- INSTRUCTIONS
• a. According to the biography of the Swiss geologist Augusto Gansser-Biaggi, what did he name after his wife, and where is it?
• b. Extend the biography of the Swiss geologist Augusto Gansser-Biaggi past its final sentence.

- TEXT FOR ANALYSIS
+===+
Swiss geologist (1910–2012)

Augusto Gansser-Biaggi (28 October 1910 – 9 January 2012) was a Swiss geologist who specialised in the geology of the Himalayas. He was born in Milan.

==Career==
His geological researches were global in scope:
- East Greenland (1934), a 4-month expedition under Lauge Koch.
- Himalaya (1936), an 8-month expedition under Arnold Heim.
- Colombia (1937–1945, for Shell)
- Trinidad (1947–1950, for Shell)
- Iran (1951–1958, chief geologist of the National Iranian Oil Company)

He got the Tibetan variant of malaria at the First Swiss Himalaya Expedition, and thereafter a lifelong resistance. He circumambulated Mount Kailash disguised as a pilgrim, discovering at the foot of the mountain the origin of one rock seen in the Indian part of the Himalayas and a sensation: seafloor rocks on its South side (ophiolites). Later on, he interpreted this Indus-Yarlung-Tsangpo Suture Zone (ISZ) as the border between the Indian and the Eurasian Plate.

Iran: using his field notes and relief pictures taken by the Iranian Air Force, he chose a 50x 12 km area. Four drillings were not able to go through a huge salt and gypsum layer. Only Number 5 was successful, the largest known 'wildcat' oil gusher, North of Qom (Iran) on 26 August 1956 (3,000 m deep, 80,000 tons oil/day). The gas got lighted up on 13 September, sometime later the well closed itself.

From 1958 until 1977, he was professor of geology at the University and the Swiss Federal Institute of Technology in Zurich, from where he carried out several researches in the Himalayas (Nepal, India and Bhutan). There were five expeditions between 1963 and 1977 to Bhutan. In 1980 and 1985 he was invited by Deng Xiaoping to Tibet.

Notes: the Greenland expedition included Professor Eugen Wegmann (University of Neuchâtel), Swiss geologists René Masson and Eduard Wenk. The Bhutan expeditions were possible with the help of Jigme Dorje Wangchuks, King of Bhutan and his adviser Fritz von Schulthess.

==Family==
After the first Himalayan expedition he married Linda Biaggi (Toti) from Lugano. The family has two sons and four daughters: Ursula (1941), Mario (1943), Luca (1945), Manuela (1949), Francesca (1956), Rosanna (1959). He named Pico Toti, Sierra Nevada del Cocuy (Colombia) after his wife following their joint first ascent. She died in 2000 (Alzheimer's disease). Gansser-Biaggi turned 100 on 28 October 2010.
+===+
- GIVEN DATA

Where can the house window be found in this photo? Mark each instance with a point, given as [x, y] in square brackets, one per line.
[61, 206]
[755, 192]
+===+
- WRITTEN RESPONSES
• a. He named Pico Toti, in the Sierra Nevada del Cocuy in Colombia, after his wife.

• b.
==Awards==
- Patron's Medal of the Royal Geographical Society in London for the book: “The Geology of the Himalayas“
- Wollaston Medal (the highest award granted by the Geological Society of London).
- Prix Gaudry (the highest award granted by the French Geological Society)
- Gustav-Steinmann-Medaille of the Geological Society of West Germany
- King Albert Medal of Merit for his mountain research
- In 1983 the University of Peshawar in Pakistan gave him the title of "Baba Himalaya" (Father of the Himalayas).
- in 2005 he became honorary member of the Nepal Geological Society.

== Publications ==
- Heim, Arnold (1938). "Thron der Götter: Erlebnisse der ersten Schweizer Himalaja-Expedition" It gratefully acknowledges Sven Hedin's literature about the Himalayas.
- Heim, Arnold (1939). "Central Himalaya Geological Observations of Swiss Expedition, 1936"
- Heim, Arnold (1994). "Thron der Götter: Erlebnisse der ersten Schweizer Himalaja-Expedition"
- Gansser, Augusto (1938). "Der Nevado del Cocuy: Columbianisches Bergerlebnis"
- Gansser, Augusto (1962). "Lateinamerika - Land der Sorge und der Zukunft"
- Gansser, Augusto (1964). "Geology of the Himalayas"
- Markus, Ursula (1971). "Bhutan: Land of hidden treasures"
- Gansser, Augusto (1973). "Generalised geological map of the Andes 1:20,000,000: Facts and theories on the Andes, Twenty-sixth William Smith Lecture"
- Gansser, Augusto (1973). "Orogene Entwicklung in den Anden, im Himalaja und den Alpen: ein Vergleich"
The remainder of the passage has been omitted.